• Work required: All entries below are to be set down again, identical to the source.

• Provided data:
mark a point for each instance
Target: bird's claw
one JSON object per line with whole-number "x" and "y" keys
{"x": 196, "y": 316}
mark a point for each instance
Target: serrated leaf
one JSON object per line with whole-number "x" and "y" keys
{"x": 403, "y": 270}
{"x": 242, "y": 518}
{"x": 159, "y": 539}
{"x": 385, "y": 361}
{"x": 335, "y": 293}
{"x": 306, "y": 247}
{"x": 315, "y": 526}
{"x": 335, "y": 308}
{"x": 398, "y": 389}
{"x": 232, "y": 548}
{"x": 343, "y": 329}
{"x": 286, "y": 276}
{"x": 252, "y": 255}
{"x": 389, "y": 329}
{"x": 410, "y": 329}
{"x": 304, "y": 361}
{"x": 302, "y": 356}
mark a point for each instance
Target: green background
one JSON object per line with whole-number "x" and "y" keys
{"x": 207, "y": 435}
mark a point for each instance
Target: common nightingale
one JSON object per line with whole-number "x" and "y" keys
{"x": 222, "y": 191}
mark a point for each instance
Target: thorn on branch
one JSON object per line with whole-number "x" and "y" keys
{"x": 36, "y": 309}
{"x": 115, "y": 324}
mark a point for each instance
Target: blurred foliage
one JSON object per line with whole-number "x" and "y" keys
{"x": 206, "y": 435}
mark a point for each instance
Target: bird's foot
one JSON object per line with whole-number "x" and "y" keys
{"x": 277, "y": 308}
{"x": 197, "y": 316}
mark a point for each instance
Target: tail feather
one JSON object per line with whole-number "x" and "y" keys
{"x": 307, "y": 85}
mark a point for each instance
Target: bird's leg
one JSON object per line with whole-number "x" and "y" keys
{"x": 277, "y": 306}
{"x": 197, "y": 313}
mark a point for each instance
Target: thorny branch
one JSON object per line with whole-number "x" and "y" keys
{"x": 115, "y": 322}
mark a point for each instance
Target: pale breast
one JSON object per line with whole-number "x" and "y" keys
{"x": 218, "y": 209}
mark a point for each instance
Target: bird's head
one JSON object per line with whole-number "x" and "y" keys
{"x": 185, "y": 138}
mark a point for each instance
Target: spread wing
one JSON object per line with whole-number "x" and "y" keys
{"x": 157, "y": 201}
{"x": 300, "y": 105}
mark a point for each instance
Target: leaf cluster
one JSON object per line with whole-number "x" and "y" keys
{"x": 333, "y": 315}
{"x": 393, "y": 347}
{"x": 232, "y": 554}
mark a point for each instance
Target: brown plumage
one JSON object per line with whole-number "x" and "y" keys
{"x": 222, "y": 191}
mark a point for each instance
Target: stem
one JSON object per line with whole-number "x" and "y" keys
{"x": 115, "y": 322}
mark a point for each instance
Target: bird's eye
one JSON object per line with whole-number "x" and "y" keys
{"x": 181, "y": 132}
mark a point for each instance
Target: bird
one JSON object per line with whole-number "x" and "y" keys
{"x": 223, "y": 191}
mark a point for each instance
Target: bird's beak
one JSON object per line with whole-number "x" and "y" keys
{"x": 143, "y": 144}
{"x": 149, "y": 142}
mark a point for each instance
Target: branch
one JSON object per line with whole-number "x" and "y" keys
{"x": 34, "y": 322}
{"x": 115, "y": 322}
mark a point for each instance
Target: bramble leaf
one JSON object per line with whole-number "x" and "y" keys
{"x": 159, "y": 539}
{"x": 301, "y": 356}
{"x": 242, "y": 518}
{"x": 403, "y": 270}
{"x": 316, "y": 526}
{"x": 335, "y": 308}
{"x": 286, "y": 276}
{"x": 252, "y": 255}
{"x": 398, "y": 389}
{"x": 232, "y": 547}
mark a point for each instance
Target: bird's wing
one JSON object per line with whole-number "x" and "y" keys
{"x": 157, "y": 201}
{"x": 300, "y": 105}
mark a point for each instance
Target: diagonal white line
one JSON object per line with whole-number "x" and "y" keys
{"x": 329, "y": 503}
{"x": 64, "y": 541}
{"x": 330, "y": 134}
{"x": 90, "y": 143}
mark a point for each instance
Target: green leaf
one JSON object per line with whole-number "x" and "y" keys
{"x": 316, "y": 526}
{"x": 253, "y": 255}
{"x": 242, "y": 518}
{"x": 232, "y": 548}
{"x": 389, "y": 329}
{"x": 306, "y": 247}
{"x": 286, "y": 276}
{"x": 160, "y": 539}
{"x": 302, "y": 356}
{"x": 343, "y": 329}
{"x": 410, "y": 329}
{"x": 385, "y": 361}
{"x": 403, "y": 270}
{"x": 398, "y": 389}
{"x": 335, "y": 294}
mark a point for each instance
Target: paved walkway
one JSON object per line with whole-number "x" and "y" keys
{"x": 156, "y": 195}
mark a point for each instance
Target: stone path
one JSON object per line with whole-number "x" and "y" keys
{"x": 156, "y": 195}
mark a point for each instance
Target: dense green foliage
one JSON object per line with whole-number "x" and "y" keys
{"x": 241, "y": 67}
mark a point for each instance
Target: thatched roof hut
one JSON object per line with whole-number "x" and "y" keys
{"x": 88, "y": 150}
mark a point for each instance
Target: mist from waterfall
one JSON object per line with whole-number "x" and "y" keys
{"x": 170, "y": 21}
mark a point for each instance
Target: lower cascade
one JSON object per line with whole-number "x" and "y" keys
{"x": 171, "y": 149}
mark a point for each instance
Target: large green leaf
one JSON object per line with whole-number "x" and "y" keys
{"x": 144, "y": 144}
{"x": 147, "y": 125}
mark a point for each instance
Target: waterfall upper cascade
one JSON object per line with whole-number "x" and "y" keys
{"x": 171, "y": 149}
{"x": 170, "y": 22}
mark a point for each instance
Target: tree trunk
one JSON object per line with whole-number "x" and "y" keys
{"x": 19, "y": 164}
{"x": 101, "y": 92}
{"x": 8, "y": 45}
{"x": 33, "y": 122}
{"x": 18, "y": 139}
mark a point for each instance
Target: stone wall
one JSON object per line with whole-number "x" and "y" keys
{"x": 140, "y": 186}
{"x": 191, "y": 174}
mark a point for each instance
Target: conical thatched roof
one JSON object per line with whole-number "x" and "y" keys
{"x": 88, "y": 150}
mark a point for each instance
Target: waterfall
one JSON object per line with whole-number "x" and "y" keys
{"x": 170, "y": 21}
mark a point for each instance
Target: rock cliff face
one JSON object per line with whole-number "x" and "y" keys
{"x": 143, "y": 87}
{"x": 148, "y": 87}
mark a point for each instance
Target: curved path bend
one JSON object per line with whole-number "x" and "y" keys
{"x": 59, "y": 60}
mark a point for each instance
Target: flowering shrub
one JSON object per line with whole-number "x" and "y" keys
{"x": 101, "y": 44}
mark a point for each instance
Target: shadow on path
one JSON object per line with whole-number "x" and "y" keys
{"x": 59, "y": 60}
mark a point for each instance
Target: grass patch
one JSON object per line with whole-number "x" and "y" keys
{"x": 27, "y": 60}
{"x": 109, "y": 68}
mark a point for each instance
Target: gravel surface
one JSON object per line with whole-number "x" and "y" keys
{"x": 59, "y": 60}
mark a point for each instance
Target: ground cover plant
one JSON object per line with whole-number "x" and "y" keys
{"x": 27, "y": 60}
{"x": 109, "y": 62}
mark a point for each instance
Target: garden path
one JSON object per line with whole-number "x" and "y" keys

• Correct response:
mark a point for each instance
Target: bird's claw
one JSON object per line with whole-number "x" and "y" keys
{"x": 196, "y": 316}
mark a point for each instance
Target: serrated leaf
one JSON object per line with whole-number "x" and "y" keys
{"x": 403, "y": 270}
{"x": 242, "y": 518}
{"x": 159, "y": 539}
{"x": 385, "y": 361}
{"x": 335, "y": 293}
{"x": 306, "y": 247}
{"x": 315, "y": 526}
{"x": 335, "y": 308}
{"x": 398, "y": 389}
{"x": 232, "y": 548}
{"x": 343, "y": 329}
{"x": 286, "y": 276}
{"x": 252, "y": 255}
{"x": 389, "y": 329}
{"x": 410, "y": 329}
{"x": 304, "y": 361}
{"x": 302, "y": 356}
mark a point for each instance
Target: green background
one JSON object per line with whole-number "x" and "y" keys
{"x": 207, "y": 435}
mark a point for each instance
Target: common nightingale
one JSON object per line with whole-number "x" and "y" keys
{"x": 222, "y": 191}
mark a point for each instance
Target: thorn on branch
one JSON object per line with whole-number "x" and "y" keys
{"x": 36, "y": 309}
{"x": 115, "y": 324}
mark a point for each instance
Target: blurred foliage
one JSON object per line with whole-number "x" and "y" keys
{"x": 206, "y": 435}
mark a point for each instance
Target: bird's foot
one JSON object per line with whole-number "x" and "y" keys
{"x": 277, "y": 308}
{"x": 197, "y": 316}
mark a point for each instance
Target: tail feather
one JSON object per line with whole-number "x" and "y" keys
{"x": 307, "y": 85}
mark a point for each instance
Target: bird's leg
one JSON object per line with whole-number "x" and "y" keys
{"x": 277, "y": 306}
{"x": 197, "y": 313}
mark a point for each instance
Target: thorny branch
one JSON object per line with whole-number "x" and "y" keys
{"x": 115, "y": 322}
mark a point for each instance
Target: pale breast
one JSON object per line with whole-number "x" and "y" keys
{"x": 218, "y": 209}
mark a point for each instance
Target: bird's head
one JSON object per line with whole-number "x" and "y" keys
{"x": 185, "y": 138}
mark a point for each instance
Target: spread wing
one JSON object per line with whole-number "x" and "y" keys
{"x": 157, "y": 201}
{"x": 300, "y": 105}
mark a point for each instance
Target: leaf cluster
one JSON object per line with whole-number "x" and "y" keys
{"x": 333, "y": 315}
{"x": 393, "y": 347}
{"x": 232, "y": 554}
mark a point for each instance
Target: brown plumage
one JSON object per line with whole-number "x" and "y" keys
{"x": 222, "y": 191}
mark a point for each instance
Target: stem
one JSON object per line with whole-number "x" and "y" keys
{"x": 115, "y": 322}
mark a point for each instance
Target: bird's eye
one JSON object per line with whole-number "x" and "y" keys
{"x": 181, "y": 132}
mark a point for each instance
Target: bird
one JSON object per line with whole-number "x" and "y" keys
{"x": 223, "y": 191}
mark a point for each instance
Target: bird's beak
one JSON object per line with whole-number "x" and "y" keys
{"x": 143, "y": 144}
{"x": 149, "y": 142}
mark a point for each instance
Target: branch
one JSON object per line with whole-number "x" and "y" keys
{"x": 34, "y": 322}
{"x": 115, "y": 322}
mark a point for each instance
Target: bramble leaf
one JSON object per line with whole-number "x" and "y" keys
{"x": 159, "y": 539}
{"x": 301, "y": 356}
{"x": 242, "y": 518}
{"x": 403, "y": 270}
{"x": 316, "y": 526}
{"x": 335, "y": 308}
{"x": 286, "y": 276}
{"x": 252, "y": 255}
{"x": 398, "y": 389}
{"x": 232, "y": 547}
mark a point for each instance
Target: bird's wing
one JSON object per line with whole-number "x" and "y" keys
{"x": 157, "y": 201}
{"x": 300, "y": 105}
mark a point for each instance
Target: diagonal white line
one JSON object per line with whole-number "x" and "y" keys
{"x": 329, "y": 503}
{"x": 64, "y": 541}
{"x": 330, "y": 134}
{"x": 90, "y": 143}
mark a point for each instance
Target: green leaf
one JSON object per line with whole-number "x" and "y" keys
{"x": 316, "y": 526}
{"x": 253, "y": 255}
{"x": 242, "y": 518}
{"x": 232, "y": 548}
{"x": 389, "y": 329}
{"x": 306, "y": 247}
{"x": 286, "y": 276}
{"x": 160, "y": 539}
{"x": 302, "y": 356}
{"x": 343, "y": 329}
{"x": 410, "y": 329}
{"x": 385, "y": 361}
{"x": 403, "y": 270}
{"x": 398, "y": 389}
{"x": 335, "y": 294}
mark a point for each instance
Target: paved walkway
one JSON object per line with whole-number "x" and "y" keys
{"x": 156, "y": 195}
mark a point for each instance
Target: stone path
one JSON object per line with whole-number "x" and "y" keys
{"x": 156, "y": 195}
mark a point for each instance
Target: dense green foliage
one JSON object per line with whole-number "x" and "y" keys
{"x": 241, "y": 67}
mark a point for each instance
Target: thatched roof hut
one JSON object per line with whole-number "x" and "y" keys
{"x": 88, "y": 150}
mark a point for each instance
Target: mist from waterfall
one JSON object per line with whole-number "x" and "y" keys
{"x": 170, "y": 21}
mark a point for each instance
Target: lower cascade
one JSON object per line with whole-number "x" and "y" keys
{"x": 171, "y": 149}
mark a point for each instance
Target: large green leaf
one JSON object per line with whole-number "x" and "y" keys
{"x": 144, "y": 144}
{"x": 147, "y": 125}
mark a point for each instance
Target: waterfall upper cascade
one JSON object per line with whole-number "x" and "y" keys
{"x": 171, "y": 149}
{"x": 170, "y": 22}
mark a point for each instance
Target: tree trunk
one JSON object per line with whole-number "x" and "y" keys
{"x": 19, "y": 164}
{"x": 101, "y": 92}
{"x": 8, "y": 45}
{"x": 33, "y": 122}
{"x": 18, "y": 139}
mark a point for each instance
Target: stone wall
one JSON object per line with whole-number "x" and "y" keys
{"x": 140, "y": 186}
{"x": 191, "y": 174}
mark a point for each instance
Target: conical thatched roof
one JSON object per line with whole-number "x" and "y" keys
{"x": 88, "y": 150}
mark a point for each instance
Target: waterfall
one JSON object per line with whole-number "x" and "y" keys
{"x": 170, "y": 21}
mark a point for each instance
Target: rock cliff face
one JSON object per line with whole-number "x" and "y" keys
{"x": 143, "y": 87}
{"x": 148, "y": 87}
mark a point for each instance
Target: curved path bend
one JSON object per line with whole-number "x" and "y" keys
{"x": 59, "y": 60}
mark a point for each instance
Target: flowering shrub
one JSON object per line with whole-number "x" and "y" keys
{"x": 101, "y": 44}
mark a point for each instance
Target: shadow on path
one JSON object per line with whole-number "x" and "y" keys
{"x": 59, "y": 60}
mark a point for each instance
Target: grass patch
one JSON object per line with whole-number "x" and "y" keys
{"x": 27, "y": 60}
{"x": 109, "y": 68}
mark a point for each instance
Target: gravel surface
one JSON object per line with whole-number "x" and "y" keys
{"x": 59, "y": 60}
mark a point for each instance
Target: ground cover plant
one JSON object per line with whole-number "x" and "y" keys
{"x": 27, "y": 60}
{"x": 109, "y": 62}
mark a point for each instance
Target: garden path
one JSON object per line with whole-number "x" and "y" keys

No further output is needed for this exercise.